- [Work to be completed]
According to the earthquake report below, what magnitude did the US Geological Survey measure for the quake?

At least 75 people were killed when a strong earthquake struck Myanmar, officials said yesterday, with fears that the toll would rise as news filtered through from remote areas still cut off.
Tremors were felt as far away as Bangkok, almost 800km from the epicenter, Hanoi and parts of China when the earthquake hit late on Thursday, which the US Geological Survey (USGS) measured at magnitude 6.8.
A Myanmar official said 74 people were killed and 110 were injured in five areas close to the epicenter. More than 240 buildings had collapsed.
Photo: Reuters
“We are trying to reach the remote areas,” the official said.
“The military, police and local authorities are trying to find some people injured in those affected areas, but the roads are still closed,” the official said.
Across the border, Thai authorities said a 52-year-old woman was killed in Mae Sai District after a wall in her house collapsed. Terrified residents across the region fled their homes, buildings swayed and hospitals and schools were evacuated.
In Yangon, Chris Herink, Myanmar country director for the charity World Vision, said there did not appear to be “catastrophic infrastructure damage” in the affected areas of Kengtung and Tachileik, although buildings were cracked and water supplies disrupted in some parts.
“Of real concern though are the more rural areas. There will be more, I am afraid to say, unhappy information coming throughout the day,” he said.
“It is a hilly area near the border between Thailand and Laos, the so-called Golden Triangle. There is a lot of commerce that goes on in the area,” he said.
World Vision helps care for about 7,000 children sponsored by overseas donors in the affected areas.
“We want to ensure that they and their families are safe, secure and accounted for and to offer assistance to them as a first priority, but also to help anyone in the area that has humanitarian needs,” he said.
The quake struck 90km north of Chiang Rai and 235km north to northeast of Chiang Mai, a popular tourist destination in Thailand.
Thailand’s meteorological department yesterday said it had registered six large aftershocks following the initial quake.
Residents in Chiang Rai City raced from their homes again yesterday morning as a large tremor again shook the ground.

Saved data entries:
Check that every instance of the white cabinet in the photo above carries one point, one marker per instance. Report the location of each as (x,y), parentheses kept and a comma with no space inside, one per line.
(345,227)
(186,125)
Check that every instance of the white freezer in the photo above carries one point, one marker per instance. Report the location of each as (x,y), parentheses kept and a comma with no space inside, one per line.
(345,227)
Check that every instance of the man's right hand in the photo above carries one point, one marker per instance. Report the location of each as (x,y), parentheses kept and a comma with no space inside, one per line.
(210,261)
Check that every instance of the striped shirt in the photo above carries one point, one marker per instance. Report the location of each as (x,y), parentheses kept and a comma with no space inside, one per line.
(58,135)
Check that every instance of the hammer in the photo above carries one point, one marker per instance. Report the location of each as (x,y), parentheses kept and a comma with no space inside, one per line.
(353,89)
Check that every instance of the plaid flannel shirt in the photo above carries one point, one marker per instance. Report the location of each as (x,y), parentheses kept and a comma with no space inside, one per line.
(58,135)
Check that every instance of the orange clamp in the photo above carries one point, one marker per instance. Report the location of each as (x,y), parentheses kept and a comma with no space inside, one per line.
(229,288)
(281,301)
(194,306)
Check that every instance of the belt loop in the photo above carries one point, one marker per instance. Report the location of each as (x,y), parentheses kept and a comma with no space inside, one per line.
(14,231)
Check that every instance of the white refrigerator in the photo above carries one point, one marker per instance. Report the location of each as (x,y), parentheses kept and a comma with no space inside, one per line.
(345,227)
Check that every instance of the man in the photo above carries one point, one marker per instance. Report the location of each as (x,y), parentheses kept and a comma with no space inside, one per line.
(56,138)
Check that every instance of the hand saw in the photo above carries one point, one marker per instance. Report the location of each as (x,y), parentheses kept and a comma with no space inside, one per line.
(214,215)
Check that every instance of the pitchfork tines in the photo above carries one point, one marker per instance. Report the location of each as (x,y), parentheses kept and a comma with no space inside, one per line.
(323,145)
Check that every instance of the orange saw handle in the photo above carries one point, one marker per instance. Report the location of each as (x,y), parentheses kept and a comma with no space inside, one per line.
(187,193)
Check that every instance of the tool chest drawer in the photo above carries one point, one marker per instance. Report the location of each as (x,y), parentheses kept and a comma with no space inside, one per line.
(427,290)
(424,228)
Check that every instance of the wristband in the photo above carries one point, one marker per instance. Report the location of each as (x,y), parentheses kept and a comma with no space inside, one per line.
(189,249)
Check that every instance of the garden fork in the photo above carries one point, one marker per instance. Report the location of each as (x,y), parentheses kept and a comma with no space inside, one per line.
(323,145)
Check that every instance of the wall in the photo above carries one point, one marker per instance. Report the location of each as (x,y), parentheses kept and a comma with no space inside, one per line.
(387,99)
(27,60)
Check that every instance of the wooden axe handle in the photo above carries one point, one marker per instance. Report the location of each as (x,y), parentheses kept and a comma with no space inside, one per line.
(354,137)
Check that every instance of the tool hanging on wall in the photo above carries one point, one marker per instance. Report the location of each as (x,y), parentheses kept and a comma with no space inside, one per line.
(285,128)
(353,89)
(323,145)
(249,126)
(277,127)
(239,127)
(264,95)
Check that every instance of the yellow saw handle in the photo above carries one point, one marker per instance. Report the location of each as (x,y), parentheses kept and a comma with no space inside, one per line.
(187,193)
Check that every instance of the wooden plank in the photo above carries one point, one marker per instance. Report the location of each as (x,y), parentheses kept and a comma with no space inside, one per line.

---

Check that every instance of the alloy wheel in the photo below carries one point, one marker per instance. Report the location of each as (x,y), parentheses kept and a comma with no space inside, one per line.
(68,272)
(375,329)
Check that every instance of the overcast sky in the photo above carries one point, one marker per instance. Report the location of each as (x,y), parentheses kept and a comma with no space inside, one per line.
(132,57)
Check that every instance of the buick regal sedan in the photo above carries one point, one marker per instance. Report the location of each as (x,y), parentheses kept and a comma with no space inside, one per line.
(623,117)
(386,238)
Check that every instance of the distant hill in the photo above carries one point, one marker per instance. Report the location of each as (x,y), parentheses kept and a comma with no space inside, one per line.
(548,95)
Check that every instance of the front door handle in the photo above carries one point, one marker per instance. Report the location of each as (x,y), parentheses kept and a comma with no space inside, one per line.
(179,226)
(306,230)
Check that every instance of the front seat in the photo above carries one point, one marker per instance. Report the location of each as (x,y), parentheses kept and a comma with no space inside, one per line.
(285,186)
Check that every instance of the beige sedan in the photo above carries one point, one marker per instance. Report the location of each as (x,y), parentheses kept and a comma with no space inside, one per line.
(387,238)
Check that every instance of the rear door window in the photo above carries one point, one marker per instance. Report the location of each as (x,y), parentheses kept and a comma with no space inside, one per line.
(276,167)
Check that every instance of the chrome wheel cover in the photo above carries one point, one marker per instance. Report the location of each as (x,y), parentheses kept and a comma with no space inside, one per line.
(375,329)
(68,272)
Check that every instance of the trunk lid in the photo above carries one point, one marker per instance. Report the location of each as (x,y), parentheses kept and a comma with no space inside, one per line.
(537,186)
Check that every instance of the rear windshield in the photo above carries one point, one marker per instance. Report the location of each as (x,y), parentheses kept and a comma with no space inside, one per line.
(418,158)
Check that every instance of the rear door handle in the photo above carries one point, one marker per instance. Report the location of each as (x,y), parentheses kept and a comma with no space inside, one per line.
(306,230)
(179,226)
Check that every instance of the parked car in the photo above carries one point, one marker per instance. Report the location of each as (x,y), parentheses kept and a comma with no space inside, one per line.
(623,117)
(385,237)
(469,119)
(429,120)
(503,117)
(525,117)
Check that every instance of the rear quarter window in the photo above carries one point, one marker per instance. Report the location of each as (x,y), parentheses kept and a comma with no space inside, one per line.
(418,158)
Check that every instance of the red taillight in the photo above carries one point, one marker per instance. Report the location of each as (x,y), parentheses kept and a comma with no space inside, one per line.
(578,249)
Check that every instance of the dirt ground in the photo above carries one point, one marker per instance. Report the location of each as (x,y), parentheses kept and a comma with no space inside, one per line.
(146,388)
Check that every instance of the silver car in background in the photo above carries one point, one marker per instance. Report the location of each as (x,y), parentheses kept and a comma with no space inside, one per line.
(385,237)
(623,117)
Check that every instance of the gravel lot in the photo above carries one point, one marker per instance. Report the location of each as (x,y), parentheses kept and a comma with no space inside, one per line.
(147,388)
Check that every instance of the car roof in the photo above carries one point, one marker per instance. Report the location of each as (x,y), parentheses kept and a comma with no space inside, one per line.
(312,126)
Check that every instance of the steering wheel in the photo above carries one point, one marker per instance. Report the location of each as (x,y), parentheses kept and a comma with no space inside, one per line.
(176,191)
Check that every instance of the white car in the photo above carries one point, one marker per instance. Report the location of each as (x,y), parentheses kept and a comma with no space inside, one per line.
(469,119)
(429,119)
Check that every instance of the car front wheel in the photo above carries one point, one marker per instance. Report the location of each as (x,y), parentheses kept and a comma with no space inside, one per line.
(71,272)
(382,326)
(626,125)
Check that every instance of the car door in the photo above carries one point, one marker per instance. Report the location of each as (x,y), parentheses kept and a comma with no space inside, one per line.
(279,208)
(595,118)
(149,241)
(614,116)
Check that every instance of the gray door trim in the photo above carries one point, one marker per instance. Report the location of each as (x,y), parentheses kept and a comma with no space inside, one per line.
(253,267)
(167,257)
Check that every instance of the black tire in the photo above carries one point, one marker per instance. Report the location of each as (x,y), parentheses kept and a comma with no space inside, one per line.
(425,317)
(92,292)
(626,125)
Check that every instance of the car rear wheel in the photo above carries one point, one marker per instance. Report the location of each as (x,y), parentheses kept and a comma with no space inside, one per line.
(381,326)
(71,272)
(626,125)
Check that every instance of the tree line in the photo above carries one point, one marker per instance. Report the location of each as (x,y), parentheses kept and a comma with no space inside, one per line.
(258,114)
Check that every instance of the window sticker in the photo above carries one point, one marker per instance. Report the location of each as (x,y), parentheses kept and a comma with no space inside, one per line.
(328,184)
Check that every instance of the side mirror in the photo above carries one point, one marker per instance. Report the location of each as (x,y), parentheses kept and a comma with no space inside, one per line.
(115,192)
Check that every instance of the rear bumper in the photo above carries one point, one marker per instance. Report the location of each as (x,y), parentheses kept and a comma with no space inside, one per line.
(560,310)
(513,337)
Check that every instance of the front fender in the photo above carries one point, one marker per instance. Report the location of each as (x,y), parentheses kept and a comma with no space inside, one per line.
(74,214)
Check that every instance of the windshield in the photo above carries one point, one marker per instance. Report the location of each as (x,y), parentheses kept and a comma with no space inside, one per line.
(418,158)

...

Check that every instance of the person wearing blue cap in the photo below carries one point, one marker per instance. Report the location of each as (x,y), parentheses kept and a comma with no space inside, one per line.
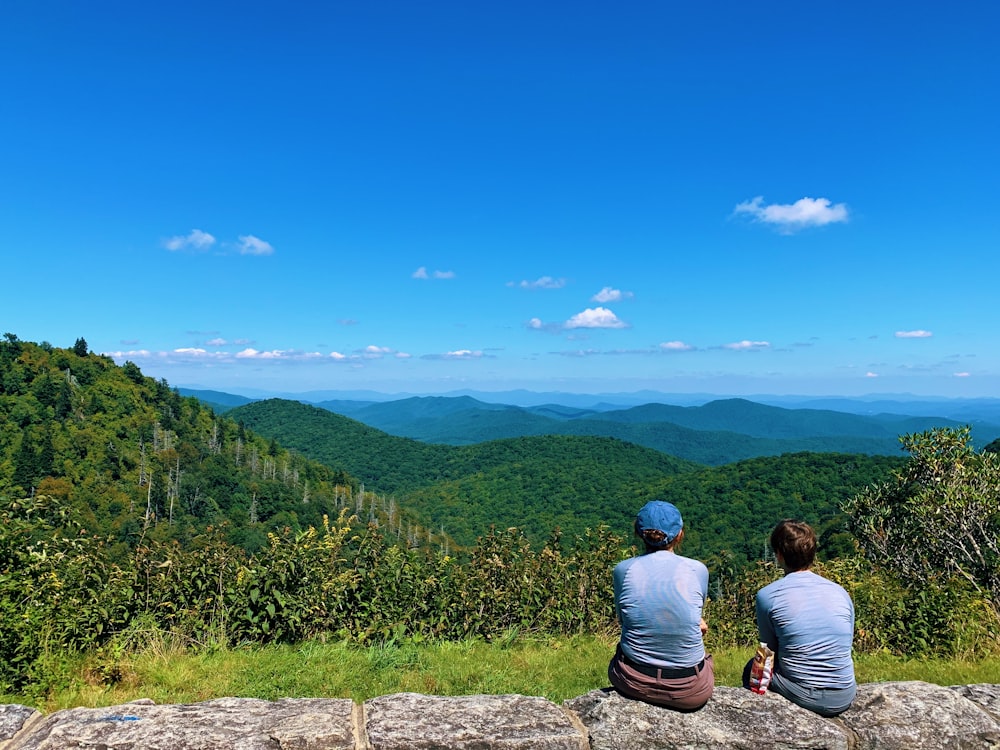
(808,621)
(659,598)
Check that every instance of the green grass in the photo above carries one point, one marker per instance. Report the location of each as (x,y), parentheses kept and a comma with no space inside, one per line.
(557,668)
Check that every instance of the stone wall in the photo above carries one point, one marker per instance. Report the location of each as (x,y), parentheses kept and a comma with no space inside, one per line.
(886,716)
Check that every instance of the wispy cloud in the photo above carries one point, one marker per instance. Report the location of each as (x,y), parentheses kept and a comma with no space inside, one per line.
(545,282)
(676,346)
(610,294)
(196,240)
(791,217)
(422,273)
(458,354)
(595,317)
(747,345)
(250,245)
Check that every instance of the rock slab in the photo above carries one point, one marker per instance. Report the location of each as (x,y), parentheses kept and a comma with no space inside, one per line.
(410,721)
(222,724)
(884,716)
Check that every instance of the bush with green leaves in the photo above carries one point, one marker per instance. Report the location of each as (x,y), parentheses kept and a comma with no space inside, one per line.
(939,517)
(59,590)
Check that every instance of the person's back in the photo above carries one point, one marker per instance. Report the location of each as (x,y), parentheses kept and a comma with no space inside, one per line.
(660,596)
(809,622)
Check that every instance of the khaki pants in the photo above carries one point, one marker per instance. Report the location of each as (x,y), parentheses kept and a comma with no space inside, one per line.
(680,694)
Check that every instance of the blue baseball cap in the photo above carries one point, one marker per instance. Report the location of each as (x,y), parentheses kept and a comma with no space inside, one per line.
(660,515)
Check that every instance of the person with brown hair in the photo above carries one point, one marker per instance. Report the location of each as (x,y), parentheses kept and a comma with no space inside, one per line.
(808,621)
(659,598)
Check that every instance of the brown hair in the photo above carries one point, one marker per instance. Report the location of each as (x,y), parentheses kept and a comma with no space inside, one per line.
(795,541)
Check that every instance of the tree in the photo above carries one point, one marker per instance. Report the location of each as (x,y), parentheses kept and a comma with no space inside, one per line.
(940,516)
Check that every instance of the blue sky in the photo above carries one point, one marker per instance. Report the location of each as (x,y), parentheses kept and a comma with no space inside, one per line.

- [Solved exercise]
Magnitude 6.8.